§ **Exercise**
Shift each coordinate in the answers by adding -92 to it, and write out everything in the listing below, requests included, from the line containing "yellow foot with a single marker." down to the end of the listing.

§ **Provided data**
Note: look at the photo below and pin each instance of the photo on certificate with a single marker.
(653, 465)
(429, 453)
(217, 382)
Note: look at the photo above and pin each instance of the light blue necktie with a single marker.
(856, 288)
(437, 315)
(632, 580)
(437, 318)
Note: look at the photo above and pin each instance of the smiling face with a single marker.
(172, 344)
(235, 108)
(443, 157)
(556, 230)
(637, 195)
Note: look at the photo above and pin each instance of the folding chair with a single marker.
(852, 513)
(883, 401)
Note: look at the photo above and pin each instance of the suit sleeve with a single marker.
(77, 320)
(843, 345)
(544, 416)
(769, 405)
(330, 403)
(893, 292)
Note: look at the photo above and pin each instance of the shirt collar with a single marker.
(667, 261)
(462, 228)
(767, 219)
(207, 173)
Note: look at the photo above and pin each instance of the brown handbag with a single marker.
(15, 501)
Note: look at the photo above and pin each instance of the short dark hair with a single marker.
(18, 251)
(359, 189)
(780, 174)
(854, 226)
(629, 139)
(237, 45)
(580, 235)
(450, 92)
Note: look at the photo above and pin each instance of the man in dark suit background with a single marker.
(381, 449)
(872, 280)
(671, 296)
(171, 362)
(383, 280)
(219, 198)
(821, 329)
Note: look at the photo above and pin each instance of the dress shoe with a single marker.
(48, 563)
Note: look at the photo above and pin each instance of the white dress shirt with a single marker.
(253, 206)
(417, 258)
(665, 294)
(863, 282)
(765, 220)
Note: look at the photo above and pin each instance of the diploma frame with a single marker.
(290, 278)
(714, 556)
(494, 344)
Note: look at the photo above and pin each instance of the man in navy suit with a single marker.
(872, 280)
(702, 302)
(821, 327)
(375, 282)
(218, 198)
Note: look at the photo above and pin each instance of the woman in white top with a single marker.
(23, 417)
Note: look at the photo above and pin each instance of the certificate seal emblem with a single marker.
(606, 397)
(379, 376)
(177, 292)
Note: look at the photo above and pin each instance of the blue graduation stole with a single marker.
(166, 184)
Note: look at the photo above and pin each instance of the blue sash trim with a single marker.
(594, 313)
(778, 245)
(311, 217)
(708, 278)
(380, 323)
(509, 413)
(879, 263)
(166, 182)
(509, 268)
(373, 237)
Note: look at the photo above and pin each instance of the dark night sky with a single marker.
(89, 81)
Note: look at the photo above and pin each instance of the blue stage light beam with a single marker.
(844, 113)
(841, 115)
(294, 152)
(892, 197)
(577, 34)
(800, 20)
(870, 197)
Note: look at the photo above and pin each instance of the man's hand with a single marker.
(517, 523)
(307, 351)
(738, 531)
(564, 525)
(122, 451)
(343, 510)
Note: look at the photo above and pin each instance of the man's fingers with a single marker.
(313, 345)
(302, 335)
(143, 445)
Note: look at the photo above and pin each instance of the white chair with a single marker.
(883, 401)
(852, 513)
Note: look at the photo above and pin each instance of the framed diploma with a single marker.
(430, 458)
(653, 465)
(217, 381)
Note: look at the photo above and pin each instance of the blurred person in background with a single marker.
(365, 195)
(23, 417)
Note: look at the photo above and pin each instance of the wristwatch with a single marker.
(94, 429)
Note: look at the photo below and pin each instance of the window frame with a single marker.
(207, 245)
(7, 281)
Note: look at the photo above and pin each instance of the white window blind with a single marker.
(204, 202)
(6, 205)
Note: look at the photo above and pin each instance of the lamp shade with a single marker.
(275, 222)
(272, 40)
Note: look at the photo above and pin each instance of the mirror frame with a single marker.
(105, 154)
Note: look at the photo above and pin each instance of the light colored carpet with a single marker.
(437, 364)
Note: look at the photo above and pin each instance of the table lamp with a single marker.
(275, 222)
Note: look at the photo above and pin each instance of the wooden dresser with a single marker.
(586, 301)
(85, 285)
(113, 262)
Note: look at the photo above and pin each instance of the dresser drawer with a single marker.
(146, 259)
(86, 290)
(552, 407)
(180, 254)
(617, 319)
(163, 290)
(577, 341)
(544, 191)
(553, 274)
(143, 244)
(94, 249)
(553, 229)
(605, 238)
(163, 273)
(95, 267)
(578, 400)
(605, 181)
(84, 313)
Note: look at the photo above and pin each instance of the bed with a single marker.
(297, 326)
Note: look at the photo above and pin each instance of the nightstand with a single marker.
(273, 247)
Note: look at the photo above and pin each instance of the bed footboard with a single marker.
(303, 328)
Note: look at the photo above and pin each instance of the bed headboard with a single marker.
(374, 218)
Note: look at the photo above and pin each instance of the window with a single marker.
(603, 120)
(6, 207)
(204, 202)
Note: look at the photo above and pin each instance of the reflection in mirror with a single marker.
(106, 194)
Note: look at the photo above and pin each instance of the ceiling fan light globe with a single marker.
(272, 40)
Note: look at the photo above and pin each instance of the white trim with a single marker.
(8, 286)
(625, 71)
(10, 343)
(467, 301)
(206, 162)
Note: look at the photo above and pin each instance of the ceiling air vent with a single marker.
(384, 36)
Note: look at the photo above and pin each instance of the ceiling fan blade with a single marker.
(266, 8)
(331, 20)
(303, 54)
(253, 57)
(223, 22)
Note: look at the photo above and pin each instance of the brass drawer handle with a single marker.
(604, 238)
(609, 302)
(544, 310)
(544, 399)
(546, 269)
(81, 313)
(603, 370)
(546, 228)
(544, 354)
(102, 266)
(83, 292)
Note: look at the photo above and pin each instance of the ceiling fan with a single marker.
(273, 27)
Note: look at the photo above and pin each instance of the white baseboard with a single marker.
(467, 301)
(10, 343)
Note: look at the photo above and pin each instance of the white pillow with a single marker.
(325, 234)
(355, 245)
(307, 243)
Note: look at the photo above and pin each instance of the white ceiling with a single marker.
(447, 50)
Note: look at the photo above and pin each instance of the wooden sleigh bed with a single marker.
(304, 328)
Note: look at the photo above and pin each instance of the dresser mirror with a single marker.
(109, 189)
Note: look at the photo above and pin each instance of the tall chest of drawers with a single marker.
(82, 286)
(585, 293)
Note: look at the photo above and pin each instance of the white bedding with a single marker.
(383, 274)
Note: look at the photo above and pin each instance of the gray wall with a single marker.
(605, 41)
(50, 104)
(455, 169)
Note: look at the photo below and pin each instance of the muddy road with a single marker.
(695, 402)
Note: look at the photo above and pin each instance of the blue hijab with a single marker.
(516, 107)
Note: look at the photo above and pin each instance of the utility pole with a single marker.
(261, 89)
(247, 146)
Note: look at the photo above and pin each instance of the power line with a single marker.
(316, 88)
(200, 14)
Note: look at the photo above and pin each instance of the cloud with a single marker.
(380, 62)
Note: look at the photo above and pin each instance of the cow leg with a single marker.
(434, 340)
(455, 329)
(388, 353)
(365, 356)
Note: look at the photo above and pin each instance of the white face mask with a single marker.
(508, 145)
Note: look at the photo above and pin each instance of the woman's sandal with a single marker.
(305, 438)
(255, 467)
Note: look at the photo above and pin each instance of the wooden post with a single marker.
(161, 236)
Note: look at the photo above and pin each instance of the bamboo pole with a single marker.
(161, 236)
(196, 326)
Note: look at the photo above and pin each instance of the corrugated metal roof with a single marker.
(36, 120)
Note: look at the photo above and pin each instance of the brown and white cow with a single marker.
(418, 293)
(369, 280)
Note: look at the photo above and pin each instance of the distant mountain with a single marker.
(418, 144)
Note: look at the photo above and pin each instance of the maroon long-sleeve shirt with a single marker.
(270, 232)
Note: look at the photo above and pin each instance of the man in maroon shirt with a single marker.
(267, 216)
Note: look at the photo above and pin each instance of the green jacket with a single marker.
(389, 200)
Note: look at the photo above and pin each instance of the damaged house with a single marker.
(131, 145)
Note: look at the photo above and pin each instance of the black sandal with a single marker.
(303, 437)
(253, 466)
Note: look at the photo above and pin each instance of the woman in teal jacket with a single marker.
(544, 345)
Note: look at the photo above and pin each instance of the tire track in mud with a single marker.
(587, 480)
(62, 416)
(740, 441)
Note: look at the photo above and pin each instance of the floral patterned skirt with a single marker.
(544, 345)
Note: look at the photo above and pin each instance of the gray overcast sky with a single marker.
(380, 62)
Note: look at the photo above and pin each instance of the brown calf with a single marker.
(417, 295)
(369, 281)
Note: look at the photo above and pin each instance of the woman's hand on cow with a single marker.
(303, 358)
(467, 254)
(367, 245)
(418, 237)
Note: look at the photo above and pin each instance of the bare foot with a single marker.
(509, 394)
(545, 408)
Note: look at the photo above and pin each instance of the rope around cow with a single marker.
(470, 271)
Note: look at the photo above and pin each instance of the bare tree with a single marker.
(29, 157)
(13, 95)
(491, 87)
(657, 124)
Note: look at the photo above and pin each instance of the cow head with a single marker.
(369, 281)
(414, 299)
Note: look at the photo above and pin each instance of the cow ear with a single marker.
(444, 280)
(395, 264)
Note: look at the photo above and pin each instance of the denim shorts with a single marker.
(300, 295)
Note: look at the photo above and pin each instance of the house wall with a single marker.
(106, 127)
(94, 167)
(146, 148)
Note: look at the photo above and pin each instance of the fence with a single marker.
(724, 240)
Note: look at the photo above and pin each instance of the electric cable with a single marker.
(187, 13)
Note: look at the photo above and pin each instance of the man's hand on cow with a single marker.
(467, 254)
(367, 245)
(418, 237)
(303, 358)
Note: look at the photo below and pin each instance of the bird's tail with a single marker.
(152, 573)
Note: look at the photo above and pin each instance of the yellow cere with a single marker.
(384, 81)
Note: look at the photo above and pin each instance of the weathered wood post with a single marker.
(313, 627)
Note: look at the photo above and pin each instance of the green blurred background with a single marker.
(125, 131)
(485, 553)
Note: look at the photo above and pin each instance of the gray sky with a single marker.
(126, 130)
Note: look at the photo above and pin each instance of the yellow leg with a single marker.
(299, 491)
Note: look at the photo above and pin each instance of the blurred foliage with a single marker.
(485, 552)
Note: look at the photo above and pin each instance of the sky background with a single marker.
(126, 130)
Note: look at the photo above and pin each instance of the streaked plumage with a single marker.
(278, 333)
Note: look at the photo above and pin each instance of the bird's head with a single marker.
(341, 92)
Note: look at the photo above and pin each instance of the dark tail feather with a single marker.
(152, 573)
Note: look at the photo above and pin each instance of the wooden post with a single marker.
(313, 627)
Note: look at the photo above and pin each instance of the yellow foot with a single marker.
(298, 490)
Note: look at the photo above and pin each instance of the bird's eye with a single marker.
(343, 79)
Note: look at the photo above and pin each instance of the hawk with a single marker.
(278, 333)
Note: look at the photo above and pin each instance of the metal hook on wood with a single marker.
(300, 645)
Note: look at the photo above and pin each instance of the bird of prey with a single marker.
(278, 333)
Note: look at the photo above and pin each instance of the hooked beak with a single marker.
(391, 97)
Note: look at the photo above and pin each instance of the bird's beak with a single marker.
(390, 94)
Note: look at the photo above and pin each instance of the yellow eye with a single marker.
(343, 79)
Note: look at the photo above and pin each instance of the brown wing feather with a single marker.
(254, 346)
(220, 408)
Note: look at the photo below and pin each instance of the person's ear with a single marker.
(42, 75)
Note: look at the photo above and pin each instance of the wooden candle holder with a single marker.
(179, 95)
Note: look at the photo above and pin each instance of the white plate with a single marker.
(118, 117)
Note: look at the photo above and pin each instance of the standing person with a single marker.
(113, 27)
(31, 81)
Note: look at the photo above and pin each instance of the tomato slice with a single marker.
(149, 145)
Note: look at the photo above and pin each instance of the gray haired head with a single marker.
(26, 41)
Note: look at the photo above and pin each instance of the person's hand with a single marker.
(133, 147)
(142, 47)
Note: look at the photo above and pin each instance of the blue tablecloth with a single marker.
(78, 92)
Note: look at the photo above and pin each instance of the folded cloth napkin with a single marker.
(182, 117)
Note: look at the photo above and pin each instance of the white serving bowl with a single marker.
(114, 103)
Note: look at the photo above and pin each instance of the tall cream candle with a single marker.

§ **Final result**
Note: look at the photo above and pin each instance of the yellow foot with a single marker.
(206, 398)
Note: look at the photo above and pin each instance of the bird's eye with a single marker.
(251, -13)
Note: look at the photo above and pin each instance of the hawk with a single marker.
(186, 241)
Note: look at the photo above and pin each instance of the metal hook on wood with a single marker.
(208, 553)
Note: look at the photo above and pin each instance of the bird of prey with a single marker.
(186, 241)
Note: look at the photo above and pin each instance of the hooked beak with a single marker.
(299, 5)
Note: look at the photo above and pin each instance of the bird's beak with a single marker.
(298, 2)
Note: look at the photo above and pin each instance of the yellow eye with a single marker.
(251, -13)
Note: look at the photo above and pin each instance of the brown wing feather with a single marker.
(162, 254)
(128, 316)
Note: look at the photo below and pin each instance of the person's ear with a single marker.
(-50, -17)
Note: look at the photo above and pin each instance of the wooden candle holder with a single marker.
(87, 3)
Note: look at the photo above and pin each instance of the white plate with a single marker.
(26, 25)
Note: look at the photo above and pin each instance of the standing person with a single marker.
(21, -65)
(-61, -11)
Note: look at the photo above and pin each instance of the tomato slice with a single marker.
(57, 53)
Note: look at the photo above and pin each instance of the gray haired head with a single marker.
(-66, -51)
Note: look at the photo above and pin each instance of the person's hand with a single marker.
(41, 55)
(50, -45)
Note: look at the photo above and pin each instance of the blue tablecloth with a single marker.
(-14, 0)
Note: look at the photo above and pin each instance of the folded cloth napkin with a single marker.
(90, 25)
Note: look at the photo above and pin each instance of the white serving bowl with a single marker.
(22, 11)
Note: look at the photo above and pin each instance of the tall cream candle with a single marker.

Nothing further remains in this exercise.